■ **WHAT THE TASK ASKS**
Locate each line in the material below that contains the word "water", matching case exactly, and copy those lines.

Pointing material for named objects
::::::::::

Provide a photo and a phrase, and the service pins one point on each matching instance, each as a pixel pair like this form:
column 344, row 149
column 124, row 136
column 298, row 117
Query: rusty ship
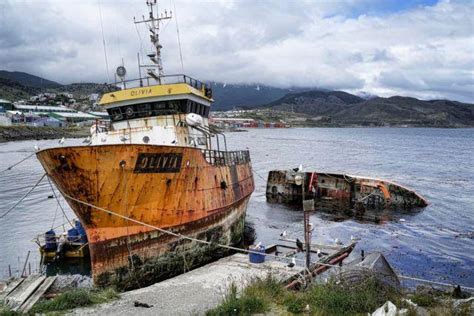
column 158, row 163
column 333, row 192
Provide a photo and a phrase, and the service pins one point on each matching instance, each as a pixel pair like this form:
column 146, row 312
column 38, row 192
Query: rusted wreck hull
column 184, row 190
column 339, row 192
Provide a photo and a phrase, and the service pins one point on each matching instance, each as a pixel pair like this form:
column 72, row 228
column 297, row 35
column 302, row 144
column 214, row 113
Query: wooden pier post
column 24, row 266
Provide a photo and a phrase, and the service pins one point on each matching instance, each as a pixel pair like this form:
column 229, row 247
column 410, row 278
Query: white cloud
column 425, row 51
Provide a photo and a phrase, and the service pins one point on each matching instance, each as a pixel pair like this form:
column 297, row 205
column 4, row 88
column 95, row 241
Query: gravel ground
column 191, row 293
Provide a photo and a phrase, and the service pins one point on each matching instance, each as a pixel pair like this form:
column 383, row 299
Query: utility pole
column 308, row 207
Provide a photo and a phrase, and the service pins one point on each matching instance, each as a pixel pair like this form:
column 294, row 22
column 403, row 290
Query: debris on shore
column 17, row 133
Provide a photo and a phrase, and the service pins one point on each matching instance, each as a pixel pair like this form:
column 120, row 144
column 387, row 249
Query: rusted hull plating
column 174, row 188
column 339, row 192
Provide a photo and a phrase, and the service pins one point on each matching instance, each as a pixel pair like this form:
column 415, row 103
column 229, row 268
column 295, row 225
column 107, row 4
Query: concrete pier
column 194, row 292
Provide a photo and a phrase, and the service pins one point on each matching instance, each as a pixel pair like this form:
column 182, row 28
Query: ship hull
column 177, row 189
column 339, row 192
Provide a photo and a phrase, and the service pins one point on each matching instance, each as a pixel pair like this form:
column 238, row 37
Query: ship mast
column 153, row 25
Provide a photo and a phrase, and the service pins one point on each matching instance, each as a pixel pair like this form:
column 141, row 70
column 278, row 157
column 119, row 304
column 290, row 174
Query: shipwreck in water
column 339, row 192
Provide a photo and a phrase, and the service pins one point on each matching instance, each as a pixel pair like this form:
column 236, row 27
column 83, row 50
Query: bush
column 295, row 303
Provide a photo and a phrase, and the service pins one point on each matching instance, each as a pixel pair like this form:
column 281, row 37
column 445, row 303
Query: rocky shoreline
column 17, row 133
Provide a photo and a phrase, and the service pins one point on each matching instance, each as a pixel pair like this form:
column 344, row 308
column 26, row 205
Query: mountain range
column 319, row 107
column 338, row 108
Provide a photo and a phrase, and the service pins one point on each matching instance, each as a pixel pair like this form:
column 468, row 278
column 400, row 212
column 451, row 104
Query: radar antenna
column 153, row 25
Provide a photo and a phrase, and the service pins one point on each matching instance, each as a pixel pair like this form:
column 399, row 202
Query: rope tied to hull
column 23, row 197
column 17, row 163
column 59, row 203
column 210, row 243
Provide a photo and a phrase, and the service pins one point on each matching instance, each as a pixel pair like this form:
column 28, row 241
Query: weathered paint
column 340, row 192
column 192, row 197
column 151, row 91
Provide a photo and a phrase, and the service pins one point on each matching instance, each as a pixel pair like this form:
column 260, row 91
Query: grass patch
column 328, row 299
column 73, row 299
column 425, row 300
column 255, row 298
column 6, row 311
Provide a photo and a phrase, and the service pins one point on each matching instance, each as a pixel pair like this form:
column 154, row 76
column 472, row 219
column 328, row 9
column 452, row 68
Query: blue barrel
column 73, row 235
column 257, row 257
column 50, row 240
column 81, row 231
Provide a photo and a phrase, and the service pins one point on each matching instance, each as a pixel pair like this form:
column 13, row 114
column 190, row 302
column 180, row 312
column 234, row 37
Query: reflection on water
column 435, row 243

::::::::::

■ **TASK ANSWER**
Query: shipwreck in water
Query: reflection on water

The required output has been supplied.